● **THE REQUEST**: In the data below, how many lines contain the string "hoof"? Reply with the number alone.

● **INPUT FOR THIS TASK**:
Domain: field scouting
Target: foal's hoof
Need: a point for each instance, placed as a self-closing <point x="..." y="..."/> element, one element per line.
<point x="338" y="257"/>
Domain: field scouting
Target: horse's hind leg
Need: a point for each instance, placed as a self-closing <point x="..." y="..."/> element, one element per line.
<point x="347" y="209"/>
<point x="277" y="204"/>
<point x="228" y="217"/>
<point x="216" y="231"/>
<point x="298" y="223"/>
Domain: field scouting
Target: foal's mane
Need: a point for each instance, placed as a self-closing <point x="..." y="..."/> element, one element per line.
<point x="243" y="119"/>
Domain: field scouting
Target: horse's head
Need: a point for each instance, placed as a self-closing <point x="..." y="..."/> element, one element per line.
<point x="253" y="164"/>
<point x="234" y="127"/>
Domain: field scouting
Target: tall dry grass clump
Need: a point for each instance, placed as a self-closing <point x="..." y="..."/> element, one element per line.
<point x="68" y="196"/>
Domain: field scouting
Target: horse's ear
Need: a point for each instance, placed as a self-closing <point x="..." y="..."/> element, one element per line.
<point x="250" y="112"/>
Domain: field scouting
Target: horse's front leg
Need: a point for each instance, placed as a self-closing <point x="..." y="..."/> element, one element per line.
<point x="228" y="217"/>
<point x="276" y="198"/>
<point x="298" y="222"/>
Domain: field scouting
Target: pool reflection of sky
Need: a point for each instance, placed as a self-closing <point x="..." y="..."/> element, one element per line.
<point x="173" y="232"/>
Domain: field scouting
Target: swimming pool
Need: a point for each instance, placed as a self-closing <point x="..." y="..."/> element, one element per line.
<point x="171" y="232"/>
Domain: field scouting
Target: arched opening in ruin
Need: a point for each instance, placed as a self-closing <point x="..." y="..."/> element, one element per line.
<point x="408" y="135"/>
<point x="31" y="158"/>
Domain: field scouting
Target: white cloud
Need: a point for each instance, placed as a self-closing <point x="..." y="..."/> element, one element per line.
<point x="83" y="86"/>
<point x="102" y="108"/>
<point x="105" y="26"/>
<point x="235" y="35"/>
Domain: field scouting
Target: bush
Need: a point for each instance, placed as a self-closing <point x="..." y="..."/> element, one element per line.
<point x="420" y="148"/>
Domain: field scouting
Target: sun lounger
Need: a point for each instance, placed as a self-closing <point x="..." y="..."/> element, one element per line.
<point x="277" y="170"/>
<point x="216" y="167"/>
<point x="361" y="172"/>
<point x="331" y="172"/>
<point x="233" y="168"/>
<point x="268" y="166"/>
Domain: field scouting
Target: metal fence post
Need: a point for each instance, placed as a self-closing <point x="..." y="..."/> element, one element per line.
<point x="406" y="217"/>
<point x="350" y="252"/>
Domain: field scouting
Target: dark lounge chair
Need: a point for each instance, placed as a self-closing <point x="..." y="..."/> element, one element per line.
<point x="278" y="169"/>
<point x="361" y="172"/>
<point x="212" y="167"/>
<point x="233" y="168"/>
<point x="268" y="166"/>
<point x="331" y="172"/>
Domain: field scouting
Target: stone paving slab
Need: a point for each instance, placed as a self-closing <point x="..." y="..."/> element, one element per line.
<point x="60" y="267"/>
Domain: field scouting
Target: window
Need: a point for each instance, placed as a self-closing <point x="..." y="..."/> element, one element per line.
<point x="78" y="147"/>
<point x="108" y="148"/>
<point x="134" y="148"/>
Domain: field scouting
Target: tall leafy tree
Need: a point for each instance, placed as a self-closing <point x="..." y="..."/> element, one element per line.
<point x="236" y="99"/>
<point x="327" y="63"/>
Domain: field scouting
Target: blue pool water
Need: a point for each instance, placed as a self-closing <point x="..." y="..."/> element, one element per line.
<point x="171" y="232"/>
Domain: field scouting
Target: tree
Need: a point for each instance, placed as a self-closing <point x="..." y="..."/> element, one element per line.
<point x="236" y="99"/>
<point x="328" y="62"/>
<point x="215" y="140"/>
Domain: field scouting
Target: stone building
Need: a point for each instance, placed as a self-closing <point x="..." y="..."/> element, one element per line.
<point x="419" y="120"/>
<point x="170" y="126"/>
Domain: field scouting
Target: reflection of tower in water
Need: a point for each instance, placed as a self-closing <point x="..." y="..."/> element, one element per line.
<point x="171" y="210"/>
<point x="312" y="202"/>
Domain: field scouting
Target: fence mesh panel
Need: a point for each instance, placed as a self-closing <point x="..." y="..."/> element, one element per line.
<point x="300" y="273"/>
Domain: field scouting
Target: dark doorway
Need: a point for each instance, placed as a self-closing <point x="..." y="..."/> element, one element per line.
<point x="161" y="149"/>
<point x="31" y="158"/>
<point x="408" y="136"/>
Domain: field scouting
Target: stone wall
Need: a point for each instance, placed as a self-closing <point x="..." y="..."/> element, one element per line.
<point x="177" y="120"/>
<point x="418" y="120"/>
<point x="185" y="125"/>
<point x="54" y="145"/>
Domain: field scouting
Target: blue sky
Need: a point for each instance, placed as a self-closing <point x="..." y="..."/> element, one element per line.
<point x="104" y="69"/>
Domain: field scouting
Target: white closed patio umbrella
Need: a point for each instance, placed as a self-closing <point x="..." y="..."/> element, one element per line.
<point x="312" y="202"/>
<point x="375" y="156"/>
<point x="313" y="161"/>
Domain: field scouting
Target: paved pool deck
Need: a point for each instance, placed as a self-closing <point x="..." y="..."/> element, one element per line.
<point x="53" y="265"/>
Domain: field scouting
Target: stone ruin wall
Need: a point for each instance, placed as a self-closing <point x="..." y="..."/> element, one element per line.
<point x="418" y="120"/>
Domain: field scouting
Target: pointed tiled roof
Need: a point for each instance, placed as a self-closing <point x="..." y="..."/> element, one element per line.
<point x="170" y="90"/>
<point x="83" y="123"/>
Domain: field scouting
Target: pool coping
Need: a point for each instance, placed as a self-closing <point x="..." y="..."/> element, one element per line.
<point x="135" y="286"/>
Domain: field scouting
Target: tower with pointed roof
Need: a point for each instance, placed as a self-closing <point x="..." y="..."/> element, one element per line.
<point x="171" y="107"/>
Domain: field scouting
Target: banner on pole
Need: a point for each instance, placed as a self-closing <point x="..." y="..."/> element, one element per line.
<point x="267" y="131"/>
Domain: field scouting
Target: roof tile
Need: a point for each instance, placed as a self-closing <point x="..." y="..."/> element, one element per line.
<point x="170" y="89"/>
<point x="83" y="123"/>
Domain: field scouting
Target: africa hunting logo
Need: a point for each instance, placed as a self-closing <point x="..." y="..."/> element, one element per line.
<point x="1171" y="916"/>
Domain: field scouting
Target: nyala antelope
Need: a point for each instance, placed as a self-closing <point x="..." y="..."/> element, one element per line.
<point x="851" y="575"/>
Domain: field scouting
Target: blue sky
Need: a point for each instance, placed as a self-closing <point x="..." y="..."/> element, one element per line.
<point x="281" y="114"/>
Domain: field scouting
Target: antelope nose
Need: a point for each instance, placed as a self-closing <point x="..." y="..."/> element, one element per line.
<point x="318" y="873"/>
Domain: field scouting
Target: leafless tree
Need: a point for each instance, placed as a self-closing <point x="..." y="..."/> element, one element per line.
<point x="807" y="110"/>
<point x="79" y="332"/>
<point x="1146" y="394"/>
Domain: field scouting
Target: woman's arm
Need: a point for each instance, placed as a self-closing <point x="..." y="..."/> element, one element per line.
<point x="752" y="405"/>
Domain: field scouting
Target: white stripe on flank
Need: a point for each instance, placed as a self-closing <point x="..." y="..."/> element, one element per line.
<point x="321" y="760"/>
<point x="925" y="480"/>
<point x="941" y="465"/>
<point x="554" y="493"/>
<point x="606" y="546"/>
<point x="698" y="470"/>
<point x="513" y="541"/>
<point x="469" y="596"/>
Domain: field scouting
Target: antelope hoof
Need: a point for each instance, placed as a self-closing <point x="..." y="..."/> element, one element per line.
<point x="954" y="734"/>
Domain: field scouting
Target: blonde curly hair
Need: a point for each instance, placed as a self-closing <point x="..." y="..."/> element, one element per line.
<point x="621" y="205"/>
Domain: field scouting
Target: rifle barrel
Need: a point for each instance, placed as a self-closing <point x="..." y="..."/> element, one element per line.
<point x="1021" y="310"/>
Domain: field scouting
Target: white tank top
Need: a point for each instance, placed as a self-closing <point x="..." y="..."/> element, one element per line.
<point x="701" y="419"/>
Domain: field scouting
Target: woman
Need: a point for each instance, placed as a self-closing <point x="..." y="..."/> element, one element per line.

● **COMPLETE OUTPUT**: 2